Nextcloud taking 6 hours to sync 600,000 files over 900mbs

What is the file limit for nextcloud?, I have to share folders with more than 600,000 files, and it is quite frustrating to have to wait up to two hours (with an Internet of 900Mpbs in upload) to make the synchronization, I have migrated from google drive and the difference is huge when making the first synchronization.

My server is in GCP, the storage is compatible with s3 I use ldap, and I see that despite having many resources the load average reaches 80, slowing down the whole service.

This is like compairing apples and bananas.

When you upload or download files, there is many infrastructure bits involved. One thing is the handling of the file itself by the webserver (taking resources, is it the fastest possible web server app available, and has it been tweaked correctly), but you also has a database and a cahce and file locking services (hopefully). All of these elements need to play nicely together to consume files.

Google has thousands of engineers, distributed and load balanced services, split infrastructure with the most optimal SAN and file storage servers dedicated to disc operations and a tweaked infrstructure tailored to perform optimal for each component (load balancers, databases, web servers etc) and so on. Unless you have a similar setup, it is impossible to compete google, AWS, Azure or similar SaaS storage solutions.

If you run everything on a single virtual machine, you will never get a performance that will ever come close to rival any of the above.

3 Likes

Let’s see:

4 machines with 8 cores (cluster on demand) 300 users at the same time.
SSO or ldap and load balancing
1 multiregion postgres as a service with dynamic growth (currently the database is about 80GB)
1 bucket as standard infinite dedicated storage + x read-only file type buckets.
1 redis server for cache.

and everything is in GOOGLE GCP

Google drive does not do this same type of sync, practically if you share 1 PB it appears immediately to the user, the way nextcloud agent sync for pc is more like how onedrive does it and it is supremely frustrating with many files.

I just wanted to ask if there are limits, but I see that it is more expensive to do your own implementation of an opensource software than to hire licenses with a dedicated vendor for this.

a folder with 800,000 files takes up to 6 hours to display, I know it’s absurd, but I have users who need to consult certain documents from time to time.

No. It is as cheap or expensive as you decide. However there is a price of performance. This is not nextcloud issue more than it is a matter of expectations to a piece of software where what you get is bits and bites, and has to provide all the computing power and middleware yourself, unless you use the AIO appliances ofc. When using any SaaS everything - including the underlying infrastructure - is part of the product.

▶ _Given instruction_:
Answer these questions about the Nextcloud thread above:
1. How large is the database said to be at present?
2. What runs the cache?
3. How many engineers does the reply say Google has?

▶ _Source data_:
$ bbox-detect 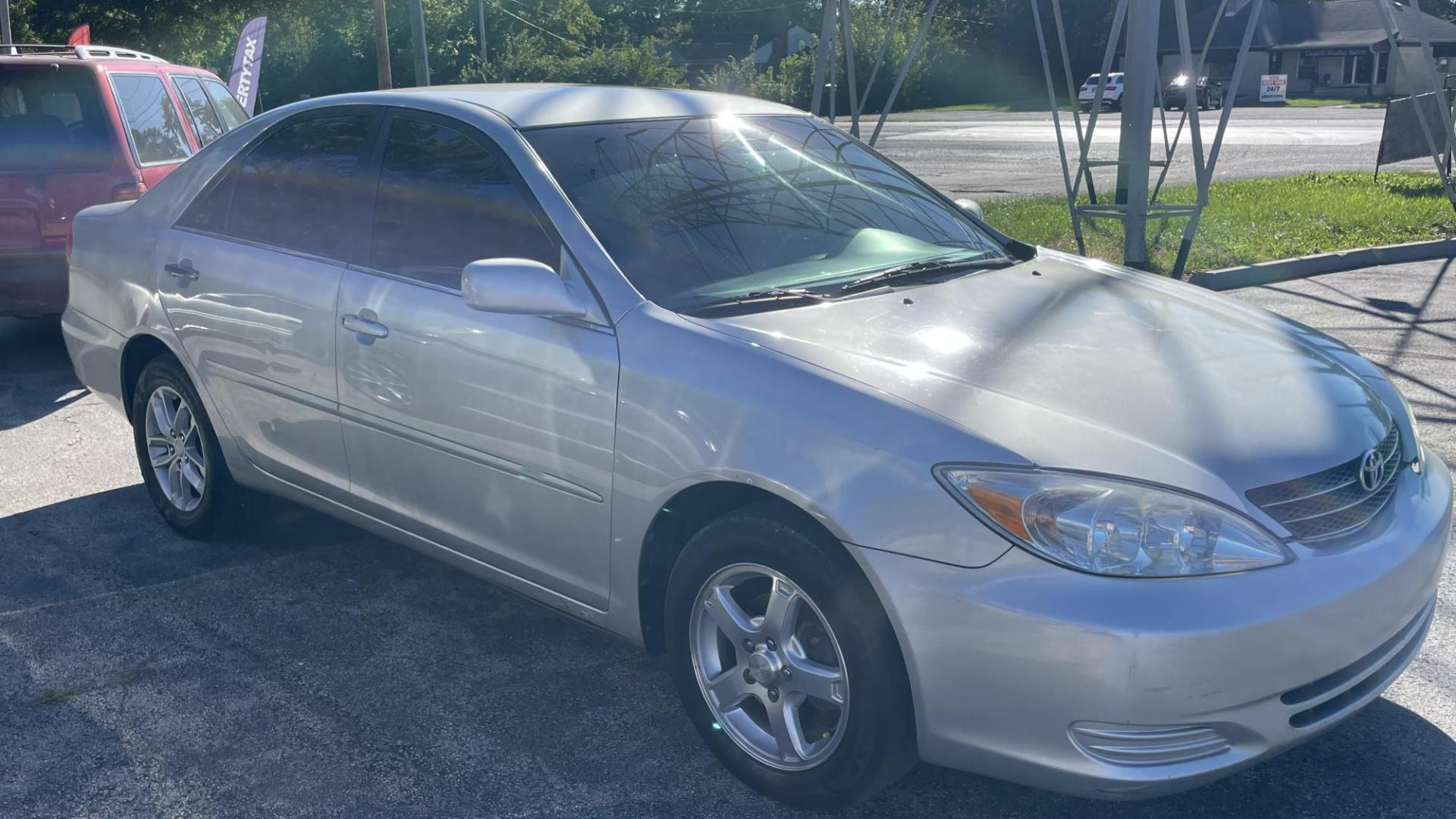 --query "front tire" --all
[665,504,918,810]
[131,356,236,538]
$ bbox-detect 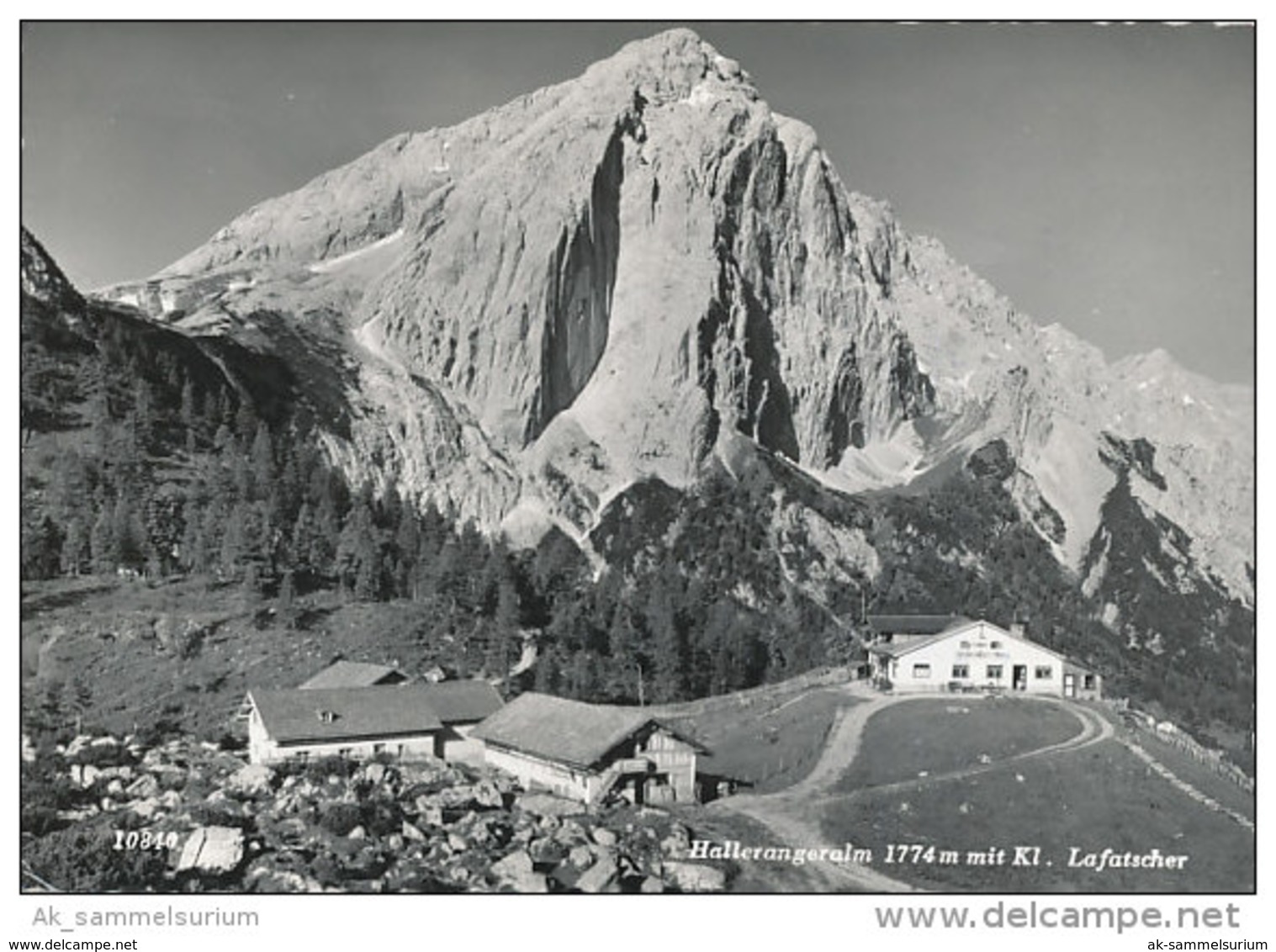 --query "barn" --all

▶ _Final answer_:
1. About 80GB.
2. One Redis server.
3. Thousands.